[Start of Attachment]
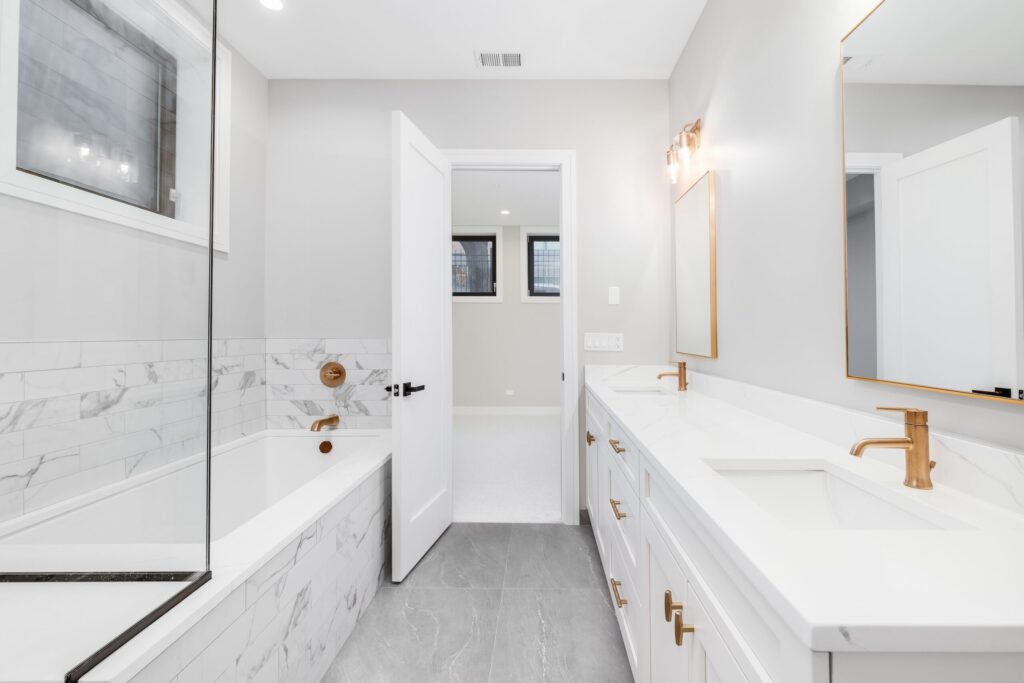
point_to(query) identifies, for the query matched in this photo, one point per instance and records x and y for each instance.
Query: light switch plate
(603, 341)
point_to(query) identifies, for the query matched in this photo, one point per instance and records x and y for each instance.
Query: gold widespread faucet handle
(913, 416)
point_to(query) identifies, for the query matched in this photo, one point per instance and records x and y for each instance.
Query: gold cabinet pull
(681, 628)
(671, 606)
(620, 600)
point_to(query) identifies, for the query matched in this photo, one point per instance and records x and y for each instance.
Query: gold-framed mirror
(695, 269)
(933, 99)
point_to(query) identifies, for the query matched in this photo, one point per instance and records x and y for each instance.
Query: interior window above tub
(96, 103)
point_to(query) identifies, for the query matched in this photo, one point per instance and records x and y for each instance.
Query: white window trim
(48, 193)
(524, 295)
(499, 255)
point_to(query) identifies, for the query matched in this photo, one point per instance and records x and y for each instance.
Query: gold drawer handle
(681, 628)
(671, 606)
(620, 600)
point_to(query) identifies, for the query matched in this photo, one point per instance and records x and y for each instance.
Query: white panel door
(421, 330)
(949, 253)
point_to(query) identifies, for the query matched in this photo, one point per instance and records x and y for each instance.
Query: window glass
(473, 265)
(544, 268)
(96, 103)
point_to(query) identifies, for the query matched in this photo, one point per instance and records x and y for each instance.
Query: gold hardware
(333, 374)
(681, 628)
(671, 606)
(620, 600)
(330, 421)
(681, 374)
(914, 444)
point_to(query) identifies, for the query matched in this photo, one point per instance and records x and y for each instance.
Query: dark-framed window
(474, 265)
(544, 265)
(96, 103)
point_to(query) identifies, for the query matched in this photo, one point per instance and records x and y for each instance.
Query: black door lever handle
(408, 388)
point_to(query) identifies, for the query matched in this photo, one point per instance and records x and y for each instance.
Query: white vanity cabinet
(648, 548)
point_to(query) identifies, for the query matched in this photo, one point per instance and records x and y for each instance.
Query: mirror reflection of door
(935, 258)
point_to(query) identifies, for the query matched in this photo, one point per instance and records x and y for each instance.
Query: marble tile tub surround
(76, 416)
(296, 396)
(81, 415)
(985, 471)
(289, 619)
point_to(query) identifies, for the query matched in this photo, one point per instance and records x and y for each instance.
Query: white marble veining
(79, 415)
(838, 590)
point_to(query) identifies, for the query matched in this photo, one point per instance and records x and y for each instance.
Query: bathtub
(300, 540)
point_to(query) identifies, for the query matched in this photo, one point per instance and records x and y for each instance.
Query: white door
(948, 254)
(421, 330)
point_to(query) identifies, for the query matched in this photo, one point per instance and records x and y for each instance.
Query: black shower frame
(193, 580)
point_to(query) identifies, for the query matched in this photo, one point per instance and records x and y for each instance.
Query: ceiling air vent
(499, 59)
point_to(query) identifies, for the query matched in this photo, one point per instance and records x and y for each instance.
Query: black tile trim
(87, 665)
(93, 577)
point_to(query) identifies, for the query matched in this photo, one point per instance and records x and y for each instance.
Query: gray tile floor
(493, 602)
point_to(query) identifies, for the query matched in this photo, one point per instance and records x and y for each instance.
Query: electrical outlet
(603, 341)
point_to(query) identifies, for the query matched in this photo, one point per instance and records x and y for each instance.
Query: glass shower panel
(105, 117)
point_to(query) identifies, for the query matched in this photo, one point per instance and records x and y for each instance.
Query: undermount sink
(818, 499)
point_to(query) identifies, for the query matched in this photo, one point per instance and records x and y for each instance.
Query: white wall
(508, 345)
(764, 77)
(67, 276)
(329, 195)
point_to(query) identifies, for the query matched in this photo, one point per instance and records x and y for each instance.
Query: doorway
(516, 420)
(506, 287)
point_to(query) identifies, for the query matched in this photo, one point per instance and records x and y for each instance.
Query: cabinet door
(711, 659)
(670, 663)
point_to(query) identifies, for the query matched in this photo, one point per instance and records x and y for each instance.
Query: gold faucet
(681, 374)
(329, 421)
(914, 445)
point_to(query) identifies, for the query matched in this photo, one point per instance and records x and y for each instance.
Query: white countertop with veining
(839, 590)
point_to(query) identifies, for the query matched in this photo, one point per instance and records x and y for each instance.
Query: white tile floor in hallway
(509, 603)
(507, 468)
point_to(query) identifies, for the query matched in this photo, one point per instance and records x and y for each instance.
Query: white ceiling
(531, 198)
(939, 42)
(436, 39)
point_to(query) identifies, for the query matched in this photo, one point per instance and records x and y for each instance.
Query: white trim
(508, 410)
(499, 266)
(524, 296)
(564, 161)
(869, 162)
(194, 229)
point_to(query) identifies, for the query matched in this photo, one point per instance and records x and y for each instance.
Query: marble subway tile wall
(80, 415)
(296, 396)
(289, 620)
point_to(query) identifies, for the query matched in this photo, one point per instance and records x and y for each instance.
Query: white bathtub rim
(50, 512)
(228, 575)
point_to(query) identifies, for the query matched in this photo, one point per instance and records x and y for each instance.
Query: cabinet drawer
(625, 453)
(624, 506)
(628, 603)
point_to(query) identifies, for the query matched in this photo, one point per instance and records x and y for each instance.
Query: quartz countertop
(838, 590)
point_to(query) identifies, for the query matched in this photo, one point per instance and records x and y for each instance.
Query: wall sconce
(687, 141)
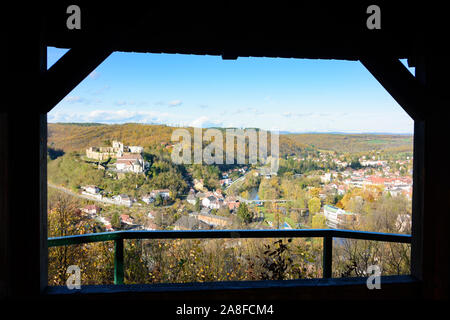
[End of Attachment]
• [TASK STATEMENT]: Write out each entry exactly, images excluded.

• [REPLY TO THE EXERCISE]:
point_to(query) identifies, for the query matched in this photo, one point per instance and records x and y for each instance.
Query: light switch plate
(603, 341)
point_to(query) identifies, for the query matched in this photo, one point per instance and records x and y for each instance.
Query: gold widespread faucet handle
(913, 416)
point_to(query) identifies, for the query matched in this photo, one point per instance and records x and y for each instance.
Query: gold cabinet pull
(681, 628)
(671, 606)
(620, 600)
point_to(query) identifies, for the query matched in this photo, one point per instance and records x and y for each instance.
Query: gold-framed mirror
(695, 269)
(933, 99)
point_to(query) identifies, for the query matched in this photo, one point per instance and records x and y for each instance.
Query: interior window above tub
(96, 103)
point_to(query) identifies, for the query matched in this photo, one point per instance and records x and y for each instance.
Query: white window trim
(48, 193)
(524, 295)
(499, 255)
point_to(query) identifies, for the query matched in this photo, one point per instance and records x and y for each instance.
Query: gold drawer handle
(681, 628)
(671, 606)
(620, 600)
point_to(query) identifies, for the query matched in this photo, one point per instance and records x and y for each instance.
Query: white panel door
(421, 330)
(949, 253)
point_to(query) identifies, for the query matched in this photo, one point per instance and records x and y for each instance.
Query: window glass
(473, 265)
(544, 268)
(96, 103)
point_to(query) identifies, for the query matched in this photo, one point per instance and records x and y for each instance.
Query: gold hardware
(333, 374)
(681, 628)
(671, 606)
(620, 600)
(330, 421)
(681, 374)
(914, 444)
point_to(query) identifies, for the query matched in this photo, one point per instance and records x and y for each instance.
Query: dark-framed window
(474, 265)
(544, 265)
(96, 103)
point_to(query) identifies, for the query matched in this photo, one point per instance and records x and y for each instance.
Query: black door lever handle
(408, 388)
point_to(query) identifies, for the query matched in this photo, one point per instance and records x and y for each instance.
Query: white vanity cabinet
(648, 548)
point_to(query) identifies, for the query matched in this photo, one point per instance and records x and y for each instance.
Query: mirror reflection of door
(935, 258)
point_to(query) identifies, for the query matched in this photo, one point per instance and records x and y for each instance.
Query: marble tile tub surround
(76, 416)
(296, 396)
(81, 415)
(985, 471)
(289, 619)
point_to(query) identifies, for the query matched in this photo, one point per instance and records x and y for each instance.
Query: white marble veining
(79, 415)
(838, 590)
point_to(query) identifies, for the query matched in this photo, one point per instance and records x and y for each instance.
Query: bathtub
(300, 540)
point_to(query) identifies, for the query matched in this photo, one point per instance and records x and y for each instance.
Query: white door
(948, 254)
(421, 330)
point_to(query) identifies, for the query matched in this photo, one point per instance and records x and y for each instance.
Query: black shower frame
(193, 580)
point_to(query) identifies, for the query matched in this photo, one point per instance and records x and y for each instance.
Query: ceiling air vent
(499, 59)
point_to(query) identifies, for the query matched in this photo, one point per instance and records x and y for each instance.
Query: black tile trim
(87, 665)
(93, 577)
point_to(query) identifies, for the query matched in this photo, one point per instance and records x and y for each instance.
Query: gray tile floor
(493, 602)
point_to(query) identifies, for the query matched in this photo, one point per instance and records x and y for each instance.
Query: electrical outlet
(603, 341)
point_to(query) identifies, for the query matched in this photo, one point per instance and records x and y for each instance.
Query: glass shower panel
(105, 117)
point_to(query) identifies, for the query matched in this photo, one point per instance and records x and y for each instance.
Query: undermount sink
(818, 499)
point_to(query) identifies, for the query matched in this photo, one point per instance and records x and y for each instance.
Query: white wall
(508, 345)
(764, 77)
(67, 276)
(329, 195)
point_to(query) identifies, for the query matched in this photo, one point per instance and records x and y for each instance.
Query: doorway
(516, 420)
(506, 287)
point_to(query) identifies, for the query matched in this photo, one point per instance and records x and y for each instance.
Query: cabinet door
(711, 659)
(670, 663)
point_to(query) identifies, for the query matched in this photo, one point per instance and records x and y for each instance.
Query: gold faucet
(681, 374)
(329, 421)
(914, 445)
point_to(query) identifies, for the query matched in this photo, one point per instance and records x and y for each instance.
Query: white countertop with veining
(839, 590)
point_to(query) identifies, for the query matched in this photo, one point per instance and records x and y for each instance.
Query: white tile floor in hallway
(509, 603)
(507, 468)
point_to(query) identifies, for the query matched in this photo, one point per instance and records x and y for each instance.
Query: white ceiling
(531, 198)
(939, 42)
(436, 39)
point_to(query) identifies, for the query matched in this photo, one point per instance and records x and y for each instance.
Query: white trim
(508, 410)
(499, 266)
(524, 296)
(564, 161)
(869, 162)
(194, 229)
point_to(query) identifies, for the query matched in this photo, one point per instance and records x and y for each instance.
Query: marble subway tile wall
(80, 415)
(296, 396)
(289, 620)
point_to(query) identifies, for the query matched in this photo, one point per instance and records x and y for each instance.
Query: white bathtub rim
(50, 512)
(228, 575)
point_to(query) identifies, for the query matched in this photo, one point per instance and records x and y for each instance.
Query: cabinet drawer
(625, 453)
(624, 506)
(628, 603)
point_to(query) identifies, for the query matched in this photo, one point per instance and records x and y for each instance.
Query: quartz countertop
(838, 590)
point_to(query) identifies, for the query matched in this photo, one point per instance and records x and y for each instance.
Query: wall sconce
(687, 141)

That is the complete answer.